TASK DESCRIPTION: Reproduce the lines below verbatim, beginning with the line that contains "Would you mind picking out the white fence" and ending after the line that contains "<point>233,71</point>".

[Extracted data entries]

━━━━━━━━━━

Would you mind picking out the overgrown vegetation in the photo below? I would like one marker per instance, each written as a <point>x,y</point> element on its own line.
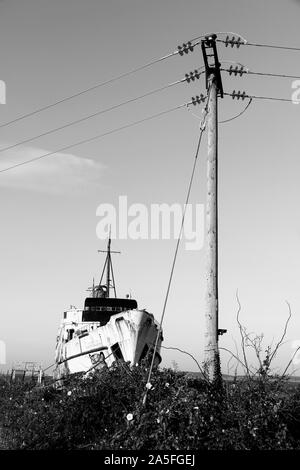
<point>105,412</point>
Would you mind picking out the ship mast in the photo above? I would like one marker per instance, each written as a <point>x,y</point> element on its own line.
<point>110,279</point>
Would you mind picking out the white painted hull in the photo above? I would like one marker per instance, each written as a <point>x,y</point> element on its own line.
<point>127,335</point>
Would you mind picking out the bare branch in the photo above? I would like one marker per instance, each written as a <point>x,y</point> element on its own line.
<point>242,333</point>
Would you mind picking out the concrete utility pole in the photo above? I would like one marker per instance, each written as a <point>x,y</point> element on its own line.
<point>214,87</point>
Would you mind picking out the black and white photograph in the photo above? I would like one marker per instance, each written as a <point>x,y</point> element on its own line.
<point>150,229</point>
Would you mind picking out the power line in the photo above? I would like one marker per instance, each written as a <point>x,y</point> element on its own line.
<point>90,139</point>
<point>98,113</point>
<point>239,42</point>
<point>243,95</point>
<point>202,128</point>
<point>86,90</point>
<point>242,71</point>
<point>238,115</point>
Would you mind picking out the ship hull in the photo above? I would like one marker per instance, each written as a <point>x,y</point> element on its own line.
<point>128,336</point>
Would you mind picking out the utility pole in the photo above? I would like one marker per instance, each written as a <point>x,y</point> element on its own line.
<point>214,88</point>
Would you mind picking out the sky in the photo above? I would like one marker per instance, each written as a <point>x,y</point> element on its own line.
<point>48,238</point>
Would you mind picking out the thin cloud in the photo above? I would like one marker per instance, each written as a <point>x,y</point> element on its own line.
<point>60,173</point>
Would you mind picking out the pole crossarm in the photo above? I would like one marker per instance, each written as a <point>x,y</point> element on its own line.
<point>211,61</point>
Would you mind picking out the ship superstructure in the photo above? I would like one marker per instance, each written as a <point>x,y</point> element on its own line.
<point>106,330</point>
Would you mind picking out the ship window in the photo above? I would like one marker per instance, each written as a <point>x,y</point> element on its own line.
<point>144,352</point>
<point>116,350</point>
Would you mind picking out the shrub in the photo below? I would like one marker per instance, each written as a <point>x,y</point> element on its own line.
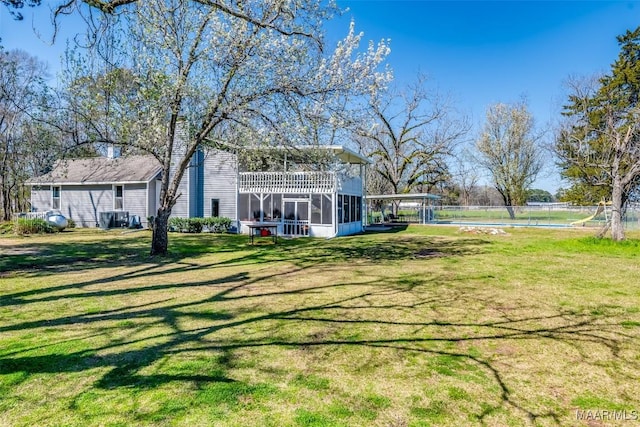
<point>32,226</point>
<point>178,224</point>
<point>186,225</point>
<point>194,225</point>
<point>217,224</point>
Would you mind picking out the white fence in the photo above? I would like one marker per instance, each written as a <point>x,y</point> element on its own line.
<point>556,215</point>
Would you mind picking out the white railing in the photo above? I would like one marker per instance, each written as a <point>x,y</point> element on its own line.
<point>295,227</point>
<point>287,182</point>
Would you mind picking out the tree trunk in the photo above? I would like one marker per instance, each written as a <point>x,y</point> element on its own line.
<point>160,239</point>
<point>617,226</point>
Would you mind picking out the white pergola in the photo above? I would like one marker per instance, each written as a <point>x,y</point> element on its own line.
<point>426,201</point>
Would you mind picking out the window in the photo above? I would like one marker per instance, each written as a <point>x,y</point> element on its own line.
<point>55,197</point>
<point>354,209</point>
<point>326,209</point>
<point>118,202</point>
<point>215,207</point>
<point>346,208</point>
<point>316,209</point>
<point>321,209</point>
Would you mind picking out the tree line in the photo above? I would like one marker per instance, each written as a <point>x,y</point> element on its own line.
<point>233,71</point>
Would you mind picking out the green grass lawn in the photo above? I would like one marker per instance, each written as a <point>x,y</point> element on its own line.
<point>422,327</point>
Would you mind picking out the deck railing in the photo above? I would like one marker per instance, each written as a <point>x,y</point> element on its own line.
<point>287,182</point>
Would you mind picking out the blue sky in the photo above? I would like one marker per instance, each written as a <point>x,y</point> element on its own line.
<point>479,52</point>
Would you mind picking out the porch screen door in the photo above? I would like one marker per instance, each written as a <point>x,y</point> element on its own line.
<point>296,217</point>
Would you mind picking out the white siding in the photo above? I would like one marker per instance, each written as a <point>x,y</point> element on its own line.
<point>40,198</point>
<point>135,201</point>
<point>152,206</point>
<point>220,175</point>
<point>83,203</point>
<point>181,208</point>
<point>350,185</point>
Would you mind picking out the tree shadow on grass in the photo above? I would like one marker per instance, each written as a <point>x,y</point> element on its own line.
<point>129,358</point>
<point>358,304</point>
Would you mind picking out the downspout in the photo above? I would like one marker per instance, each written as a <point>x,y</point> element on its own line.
<point>334,204</point>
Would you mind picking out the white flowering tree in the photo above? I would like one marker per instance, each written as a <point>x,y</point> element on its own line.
<point>240,71</point>
<point>414,134</point>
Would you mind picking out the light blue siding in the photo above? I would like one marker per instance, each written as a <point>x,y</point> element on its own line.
<point>220,174</point>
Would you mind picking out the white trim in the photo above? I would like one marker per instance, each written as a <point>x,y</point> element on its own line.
<point>114,196</point>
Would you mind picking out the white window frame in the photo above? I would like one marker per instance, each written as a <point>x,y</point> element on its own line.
<point>53,198</point>
<point>115,192</point>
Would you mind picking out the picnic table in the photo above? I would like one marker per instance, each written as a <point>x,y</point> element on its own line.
<point>263,230</point>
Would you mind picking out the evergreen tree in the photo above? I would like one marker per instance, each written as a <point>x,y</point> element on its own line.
<point>599,144</point>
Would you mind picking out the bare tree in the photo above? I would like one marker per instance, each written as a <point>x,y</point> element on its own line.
<point>509,150</point>
<point>465,176</point>
<point>21,91</point>
<point>205,72</point>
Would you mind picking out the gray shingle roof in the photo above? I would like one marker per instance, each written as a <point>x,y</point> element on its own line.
<point>101,170</point>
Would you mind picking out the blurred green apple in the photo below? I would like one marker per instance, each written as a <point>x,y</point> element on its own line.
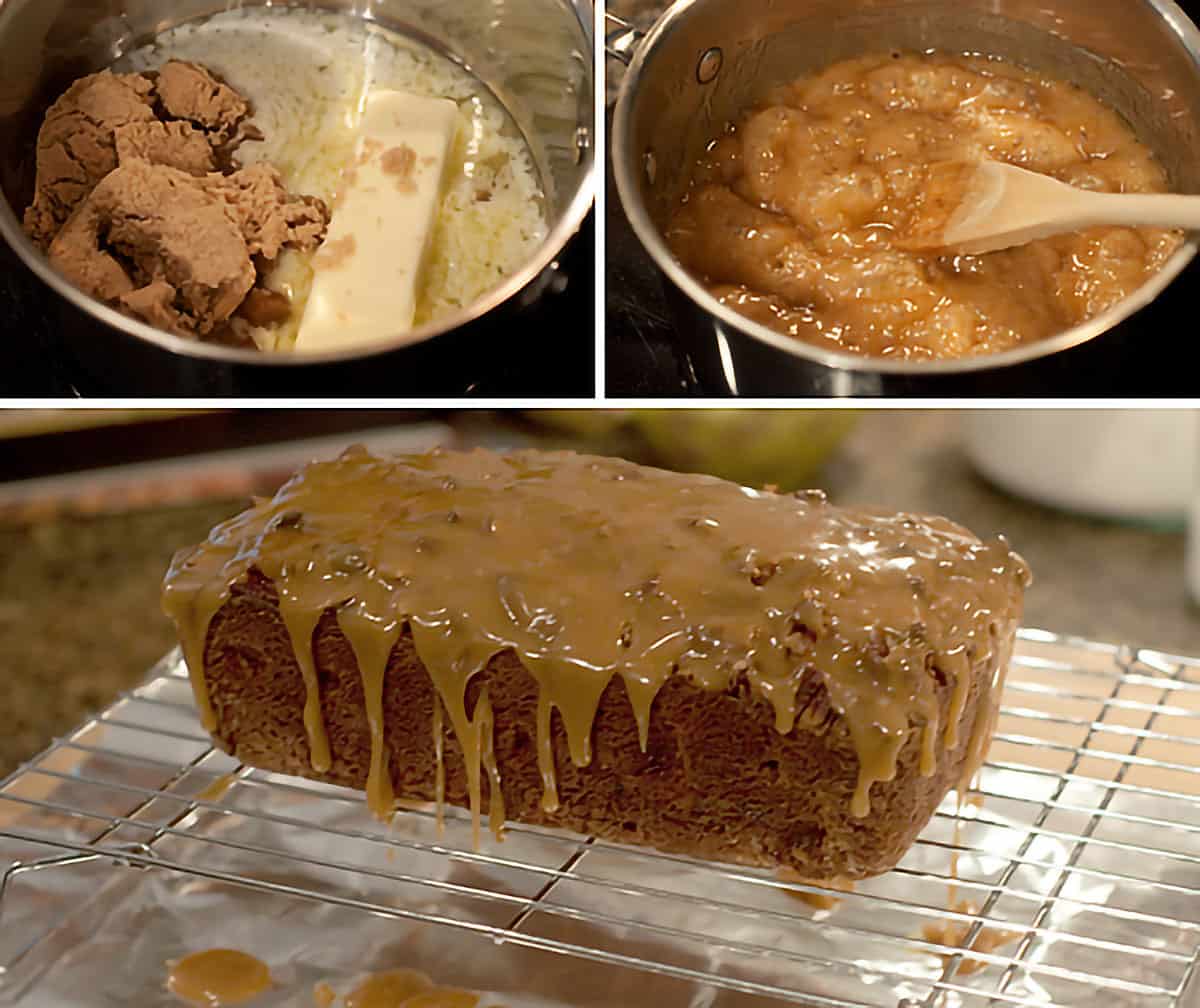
<point>783,448</point>
<point>583,423</point>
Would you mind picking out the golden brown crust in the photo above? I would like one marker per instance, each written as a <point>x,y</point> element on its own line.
<point>717,780</point>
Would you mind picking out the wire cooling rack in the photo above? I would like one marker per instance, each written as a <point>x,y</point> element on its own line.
<point>1072,877</point>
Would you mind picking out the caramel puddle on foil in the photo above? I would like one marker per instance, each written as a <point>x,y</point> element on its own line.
<point>954,933</point>
<point>217,977</point>
<point>388,989</point>
<point>646,575</point>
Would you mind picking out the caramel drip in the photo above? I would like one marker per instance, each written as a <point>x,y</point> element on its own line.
<point>217,977</point>
<point>929,748</point>
<point>989,714</point>
<point>954,935</point>
<point>958,666</point>
<point>486,720</point>
<point>372,641</point>
<point>593,568</point>
<point>216,791</point>
<point>546,755</point>
<point>388,989</point>
<point>439,773</point>
<point>192,611</point>
<point>822,901</point>
<point>301,622</point>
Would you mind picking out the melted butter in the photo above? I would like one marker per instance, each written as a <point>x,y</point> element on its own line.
<point>593,568</point>
<point>389,989</point>
<point>217,977</point>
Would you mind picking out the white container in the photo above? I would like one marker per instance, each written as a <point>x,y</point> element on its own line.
<point>1138,465</point>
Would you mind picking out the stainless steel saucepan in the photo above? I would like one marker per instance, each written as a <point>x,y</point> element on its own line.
<point>706,61</point>
<point>535,55</point>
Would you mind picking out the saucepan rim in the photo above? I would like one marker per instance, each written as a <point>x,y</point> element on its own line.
<point>627,165</point>
<point>559,235</point>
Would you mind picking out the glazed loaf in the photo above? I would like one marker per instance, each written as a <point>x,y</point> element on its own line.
<point>647,658</point>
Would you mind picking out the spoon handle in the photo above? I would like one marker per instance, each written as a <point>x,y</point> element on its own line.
<point>1139,210</point>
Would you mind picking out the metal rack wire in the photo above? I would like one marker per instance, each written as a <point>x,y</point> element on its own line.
<point>1071,879</point>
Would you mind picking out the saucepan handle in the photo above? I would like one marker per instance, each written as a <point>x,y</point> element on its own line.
<point>621,39</point>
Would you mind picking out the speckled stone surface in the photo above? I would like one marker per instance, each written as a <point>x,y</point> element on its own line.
<point>79,617</point>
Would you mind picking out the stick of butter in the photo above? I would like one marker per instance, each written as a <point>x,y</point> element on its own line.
<point>367,273</point>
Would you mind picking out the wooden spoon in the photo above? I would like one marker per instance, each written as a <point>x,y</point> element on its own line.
<point>973,208</point>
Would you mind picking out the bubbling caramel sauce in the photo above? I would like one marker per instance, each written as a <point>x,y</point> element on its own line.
<point>799,217</point>
<point>595,568</point>
<point>217,977</point>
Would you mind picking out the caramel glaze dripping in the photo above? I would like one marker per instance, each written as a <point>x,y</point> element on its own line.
<point>593,568</point>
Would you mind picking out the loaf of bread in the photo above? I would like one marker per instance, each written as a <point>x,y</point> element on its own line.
<point>643,657</point>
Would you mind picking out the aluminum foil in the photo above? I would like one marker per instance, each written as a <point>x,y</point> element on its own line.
<point>1084,850</point>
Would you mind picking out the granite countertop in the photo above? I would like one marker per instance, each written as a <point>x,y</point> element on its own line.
<point>79,617</point>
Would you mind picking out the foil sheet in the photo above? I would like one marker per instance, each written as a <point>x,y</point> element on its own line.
<point>1083,849</point>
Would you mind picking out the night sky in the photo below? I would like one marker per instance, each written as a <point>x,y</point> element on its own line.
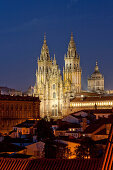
<point>22,27</point>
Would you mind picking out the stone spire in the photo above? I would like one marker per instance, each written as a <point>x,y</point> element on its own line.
<point>71,48</point>
<point>54,60</point>
<point>45,50</point>
<point>96,67</point>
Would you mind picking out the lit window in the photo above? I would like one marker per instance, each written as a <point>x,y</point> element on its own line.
<point>54,95</point>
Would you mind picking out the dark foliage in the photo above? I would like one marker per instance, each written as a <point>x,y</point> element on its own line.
<point>87,149</point>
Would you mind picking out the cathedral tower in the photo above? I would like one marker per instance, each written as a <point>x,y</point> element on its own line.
<point>72,70</point>
<point>49,86</point>
<point>96,81</point>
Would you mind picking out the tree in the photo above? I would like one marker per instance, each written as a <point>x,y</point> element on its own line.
<point>87,149</point>
<point>44,130</point>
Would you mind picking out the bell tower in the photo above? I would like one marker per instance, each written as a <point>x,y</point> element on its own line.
<point>72,70</point>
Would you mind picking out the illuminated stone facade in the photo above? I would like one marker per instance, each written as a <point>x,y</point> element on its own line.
<point>90,103</point>
<point>54,92</point>
<point>96,81</point>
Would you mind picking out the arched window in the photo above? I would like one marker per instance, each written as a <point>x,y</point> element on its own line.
<point>70,66</point>
<point>54,95</point>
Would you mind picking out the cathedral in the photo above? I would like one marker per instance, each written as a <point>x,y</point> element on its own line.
<point>96,81</point>
<point>54,91</point>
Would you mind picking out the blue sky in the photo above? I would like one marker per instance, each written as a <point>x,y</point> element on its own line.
<point>22,27</point>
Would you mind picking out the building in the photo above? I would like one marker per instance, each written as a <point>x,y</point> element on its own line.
<point>99,129</point>
<point>54,93</point>
<point>96,81</point>
<point>16,109</point>
<point>91,103</point>
<point>9,91</point>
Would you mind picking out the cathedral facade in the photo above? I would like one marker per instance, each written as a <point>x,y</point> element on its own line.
<point>96,81</point>
<point>54,91</point>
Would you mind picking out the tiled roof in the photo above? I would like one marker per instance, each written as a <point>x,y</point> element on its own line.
<point>97,124</point>
<point>102,132</point>
<point>8,147</point>
<point>50,164</point>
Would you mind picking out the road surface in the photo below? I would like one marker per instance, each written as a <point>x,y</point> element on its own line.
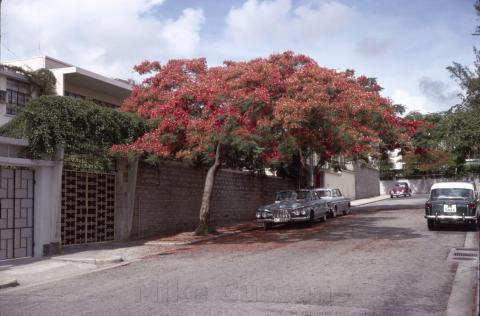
<point>379,260</point>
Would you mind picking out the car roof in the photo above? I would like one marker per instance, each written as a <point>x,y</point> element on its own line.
<point>453,185</point>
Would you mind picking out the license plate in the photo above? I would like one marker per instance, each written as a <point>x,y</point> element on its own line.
<point>450,208</point>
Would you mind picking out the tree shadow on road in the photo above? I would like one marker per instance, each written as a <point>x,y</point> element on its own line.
<point>344,228</point>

━━━━━━━━━━

ANSWER FOR THIS EXERCISE:
Would you mind picking out the white fence in the photo above? I would like one marker per instance, each written as a <point>x,y</point> element on its own line.
<point>556,215</point>
Would you mind picking out the white railing in the photo above? I would like one marker per instance, each written as a <point>x,y</point> element on its own line.
<point>295,227</point>
<point>287,182</point>
Would you mind picking out the tree trunk in the photo above? I would like one marker per instance, each written as a <point>x,y</point> element on its own line.
<point>160,239</point>
<point>617,226</point>
Would you mind picking out the white pergola in the photo above? I would like one marker per instance, each written as a <point>x,y</point> element on its own line.
<point>426,201</point>
Would you mind picking out the window in the photo above? I would like one marker per instance, each written as a <point>x,y</point> element on its own line.
<point>55,197</point>
<point>354,209</point>
<point>326,209</point>
<point>118,202</point>
<point>215,207</point>
<point>346,208</point>
<point>316,209</point>
<point>321,209</point>
Would you mind picking out the tree line in the photo above? I would like one marker per instance, each written as a <point>x,y</point> element on its own line.
<point>233,71</point>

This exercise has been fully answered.